Fashionopolis, £12.69, Blackwells

Inconspicuous Consumption, The Environmental Impact You Don’t Know You Have, by Tatiana Schlossberg

Praised by the likes of the New York Times and Vogue, this book will show you how much of a profound impact your actions have on a micro and a macro scale. If on one side it gives you proof of how depressing the state of our economy is, it also gives you an energizing boost of motivation in witnessing how beneficial the impact of your actions can be. Tatiana Schlossberg is a former New York Times science writer, and she pinpoints simple yet extremely impactful everyday choices. Written with in-depth scientific investigation and a lot of humor (we really need it when we’re basically talking about the end of the world), it describes how climate change is all around us, sometimes without us even realizing it. It’s also a book that illustrates the power we have as voters and consumers to make sure that the fight against climate change is part of the policies that involve us.

By examining environmental impacts in four areas; the internet and technology, food, fashion, and fuel – Schlossberg helps readers better understand how streaming a movie on Netflix in New York burns coal in Virginia. Or that eating a hamburger in California might contribute to pollution in the Gulf of Mexico. That buying an inexpensive cashmere sweater in Chicago expands the Mongolian desert. And that destroying forests in North Carolina is necessary to generate electricity in England.

Inconspicuous Consumption, £9.79, WH Smith

The Way We Eat Now: Strategies for Eating in a World of Change, Bee Wilson

We’ve never been so confused about food. Best Seller and award-winning food writer Bee Wilson explores everything in the rapidly changing way of how we eat: from meal replacements such as Huel, the disappearing lunch hour, the rise of veganism, the lack of time to cook proper meals and the rapid increase in food delivery services. At the same time, she gives us wise and up-to-date advice on how to have a sustainable and delicious, healthy diet. Providing helpful strategies on how to find our own personal routine using the many options available. Allowing us to have a balanced, happier relationship with the food we eat, it also deciphers where those new tendencies come from. From the way we snack to the way we, unfortunately, binge. The confusion around superfoods, the weirdly recurrent debate around avocado on toast and all of the new food myths we can’t get our heads around.

| Point-per-instance localization data |
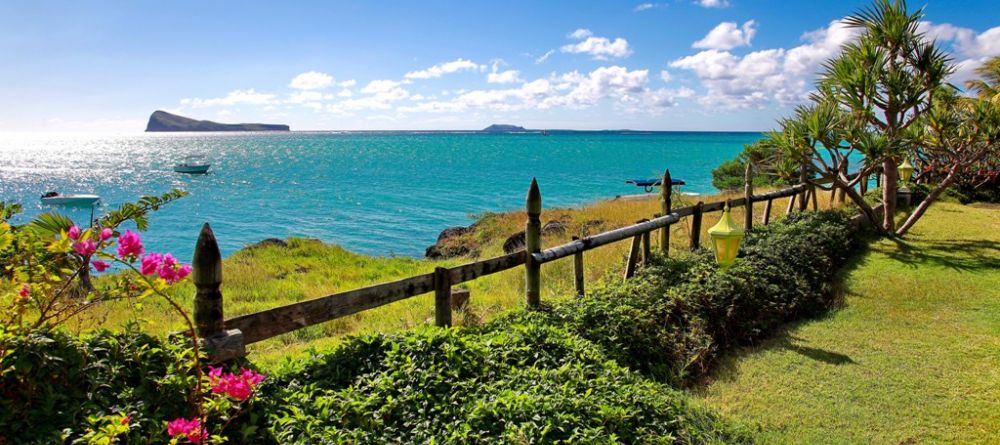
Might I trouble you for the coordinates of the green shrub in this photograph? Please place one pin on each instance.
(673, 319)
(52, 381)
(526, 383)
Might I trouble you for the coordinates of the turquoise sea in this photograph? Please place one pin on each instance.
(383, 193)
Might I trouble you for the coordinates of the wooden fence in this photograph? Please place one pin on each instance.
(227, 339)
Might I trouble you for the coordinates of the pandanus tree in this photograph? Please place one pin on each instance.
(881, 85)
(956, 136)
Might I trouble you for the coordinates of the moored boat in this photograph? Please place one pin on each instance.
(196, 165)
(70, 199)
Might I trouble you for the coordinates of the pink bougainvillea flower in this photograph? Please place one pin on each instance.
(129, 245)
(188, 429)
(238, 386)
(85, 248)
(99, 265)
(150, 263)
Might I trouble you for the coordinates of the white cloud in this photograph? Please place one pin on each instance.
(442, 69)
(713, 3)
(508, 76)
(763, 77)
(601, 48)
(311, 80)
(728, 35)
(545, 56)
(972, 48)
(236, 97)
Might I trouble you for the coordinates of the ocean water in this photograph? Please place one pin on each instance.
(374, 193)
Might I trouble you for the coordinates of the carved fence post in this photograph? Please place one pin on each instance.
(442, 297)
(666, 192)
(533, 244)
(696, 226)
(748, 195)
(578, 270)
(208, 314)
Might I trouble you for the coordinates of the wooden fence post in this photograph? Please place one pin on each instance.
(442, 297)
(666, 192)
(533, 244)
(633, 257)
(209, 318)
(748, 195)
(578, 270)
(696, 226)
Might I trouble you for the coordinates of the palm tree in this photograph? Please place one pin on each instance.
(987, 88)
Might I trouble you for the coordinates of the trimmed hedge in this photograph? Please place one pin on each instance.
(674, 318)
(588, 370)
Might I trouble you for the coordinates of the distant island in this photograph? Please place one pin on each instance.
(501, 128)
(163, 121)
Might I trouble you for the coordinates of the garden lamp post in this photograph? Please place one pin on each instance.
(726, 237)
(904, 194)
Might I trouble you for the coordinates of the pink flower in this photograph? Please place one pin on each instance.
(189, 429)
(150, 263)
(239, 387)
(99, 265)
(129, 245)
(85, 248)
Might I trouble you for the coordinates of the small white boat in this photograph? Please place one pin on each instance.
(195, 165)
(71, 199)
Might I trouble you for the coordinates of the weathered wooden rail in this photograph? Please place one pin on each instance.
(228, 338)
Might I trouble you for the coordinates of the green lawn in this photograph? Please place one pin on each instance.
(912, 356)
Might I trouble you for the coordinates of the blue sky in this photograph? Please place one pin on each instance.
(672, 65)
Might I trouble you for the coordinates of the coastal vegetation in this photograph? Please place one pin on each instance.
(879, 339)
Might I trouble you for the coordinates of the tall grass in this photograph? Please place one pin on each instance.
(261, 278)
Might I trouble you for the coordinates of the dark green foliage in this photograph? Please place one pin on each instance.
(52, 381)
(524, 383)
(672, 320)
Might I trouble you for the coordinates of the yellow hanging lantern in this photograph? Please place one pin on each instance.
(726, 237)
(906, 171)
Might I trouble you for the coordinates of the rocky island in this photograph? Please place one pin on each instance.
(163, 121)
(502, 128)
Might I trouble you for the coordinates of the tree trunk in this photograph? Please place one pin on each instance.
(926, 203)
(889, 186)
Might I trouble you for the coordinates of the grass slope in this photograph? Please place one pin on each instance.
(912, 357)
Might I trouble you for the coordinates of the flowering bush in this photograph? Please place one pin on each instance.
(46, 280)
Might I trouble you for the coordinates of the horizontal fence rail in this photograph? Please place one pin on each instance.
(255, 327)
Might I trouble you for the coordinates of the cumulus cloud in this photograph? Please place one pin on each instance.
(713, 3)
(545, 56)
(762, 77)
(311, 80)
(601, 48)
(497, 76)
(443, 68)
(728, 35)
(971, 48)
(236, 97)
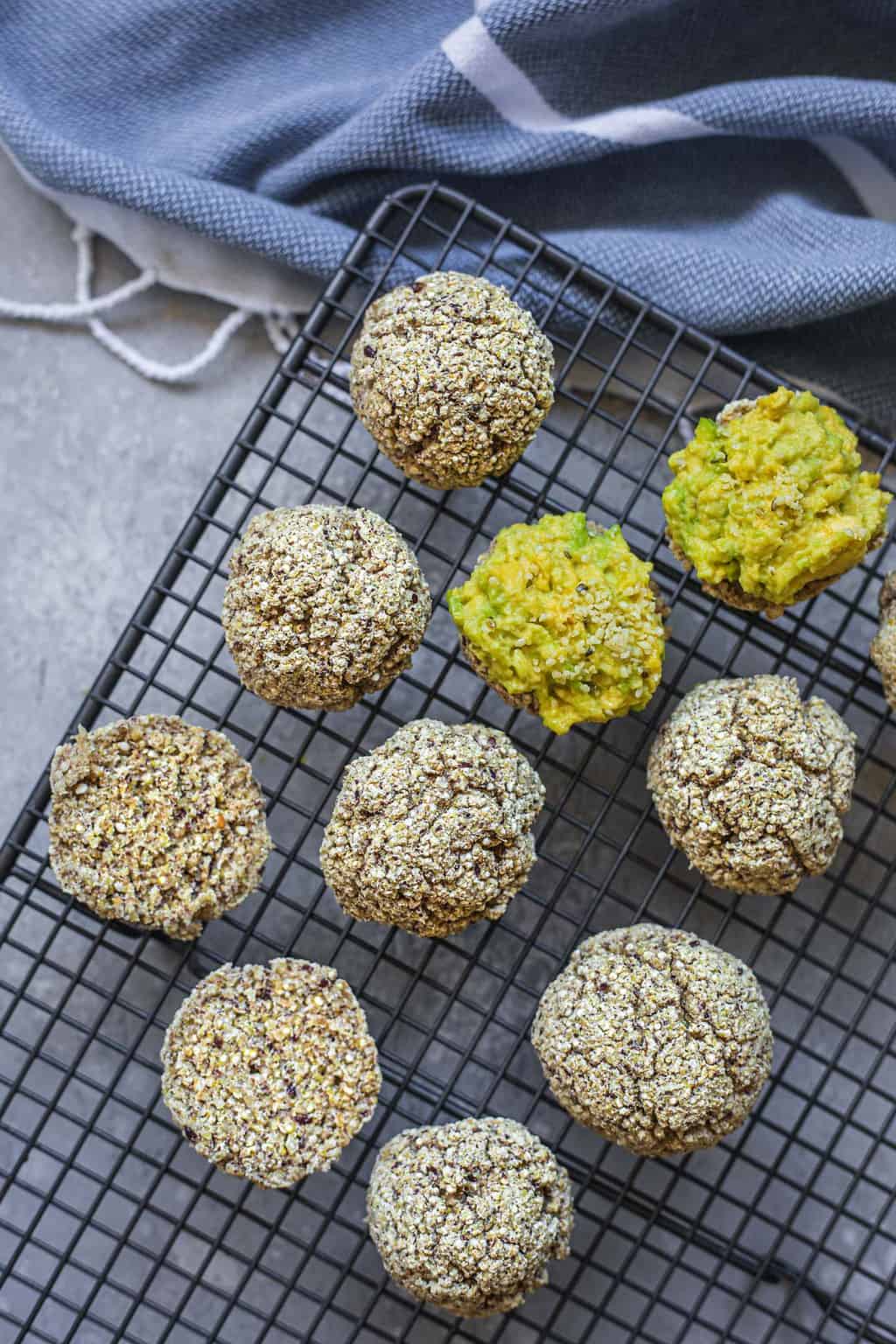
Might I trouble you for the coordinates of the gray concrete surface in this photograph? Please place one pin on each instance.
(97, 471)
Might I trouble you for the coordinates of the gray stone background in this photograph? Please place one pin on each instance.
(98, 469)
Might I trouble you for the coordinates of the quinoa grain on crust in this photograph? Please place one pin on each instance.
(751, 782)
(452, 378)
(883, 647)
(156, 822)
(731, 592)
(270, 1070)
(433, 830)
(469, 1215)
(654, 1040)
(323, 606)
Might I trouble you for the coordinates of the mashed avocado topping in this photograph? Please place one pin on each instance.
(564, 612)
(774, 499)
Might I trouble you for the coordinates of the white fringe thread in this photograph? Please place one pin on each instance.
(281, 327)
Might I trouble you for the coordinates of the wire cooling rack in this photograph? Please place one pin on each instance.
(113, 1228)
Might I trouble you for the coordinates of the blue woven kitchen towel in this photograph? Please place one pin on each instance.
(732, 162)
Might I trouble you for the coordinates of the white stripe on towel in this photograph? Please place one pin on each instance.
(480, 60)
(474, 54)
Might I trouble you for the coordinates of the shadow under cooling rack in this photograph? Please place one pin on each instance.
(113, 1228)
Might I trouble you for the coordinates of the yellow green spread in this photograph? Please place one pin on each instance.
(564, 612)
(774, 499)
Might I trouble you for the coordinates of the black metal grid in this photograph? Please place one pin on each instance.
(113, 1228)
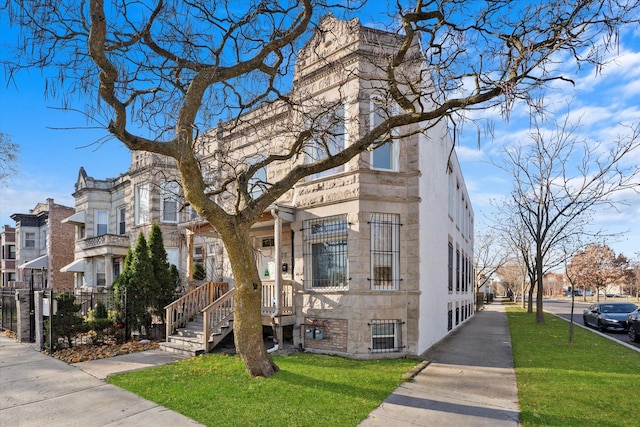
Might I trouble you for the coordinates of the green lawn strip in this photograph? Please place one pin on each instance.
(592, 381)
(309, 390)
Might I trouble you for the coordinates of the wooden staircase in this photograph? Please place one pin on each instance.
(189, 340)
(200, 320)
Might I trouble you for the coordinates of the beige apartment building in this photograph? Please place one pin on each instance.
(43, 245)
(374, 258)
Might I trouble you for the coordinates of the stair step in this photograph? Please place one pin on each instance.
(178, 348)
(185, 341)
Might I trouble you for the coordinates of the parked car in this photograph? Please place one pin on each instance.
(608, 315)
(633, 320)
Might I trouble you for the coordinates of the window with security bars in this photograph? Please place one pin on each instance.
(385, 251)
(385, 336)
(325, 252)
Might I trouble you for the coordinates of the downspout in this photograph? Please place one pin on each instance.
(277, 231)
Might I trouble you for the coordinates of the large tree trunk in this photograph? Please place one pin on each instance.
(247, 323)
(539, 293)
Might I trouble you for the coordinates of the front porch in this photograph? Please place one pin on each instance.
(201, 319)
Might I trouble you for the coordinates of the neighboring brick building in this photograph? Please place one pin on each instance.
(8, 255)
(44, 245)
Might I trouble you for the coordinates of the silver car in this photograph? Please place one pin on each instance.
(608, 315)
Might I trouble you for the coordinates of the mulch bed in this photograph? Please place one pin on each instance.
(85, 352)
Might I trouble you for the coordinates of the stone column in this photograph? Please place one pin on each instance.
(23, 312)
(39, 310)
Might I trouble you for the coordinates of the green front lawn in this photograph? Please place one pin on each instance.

| Prompt A |
Please translate this sentence from the book list into Spanish: "We’ve never been so confused about food."
| Prompt B |
Continue the book list after its final sentence.

| Answer space A |
Nunca hemos estado tan confundidos con respecto a la comida.

| Answer space B |
The Way We Eat Now, £9.35, Book Depository

The Yogic Kitchen, By Jody Vassallo

This wonderful recent release traces the ancient origins of the approach to food as a medicine and the Ayurvedic path to health. For anyone who is a bit sceptical about changes in general, this diet has been tried and tested over thousands of years. The sister philosophy to Yoga, Ayurveda teaches you to eat according to your constitution (or dosha) to heal, restore and bring balance to your system. Rather than a strict diet, this is an actual discipline that understands that everyone is different: where comfort for one person might be a hot and spicy noodle broth, for another it might mean a steaming bowl of earthy stew.

In The Yogic Kitchen, Ayurvedic health coach, skilled cook and passionate yoga teacher Jody Vassallo offers you around 100 recipes designed specifically for your dosha, and it helps you understand how to work out what foods your body needs to thrive, while restoring harmony in your body and your mind.

The Yogic Kitche, £10.01, A Good Read

 

Disclaimer: Prices correct at time of publishing.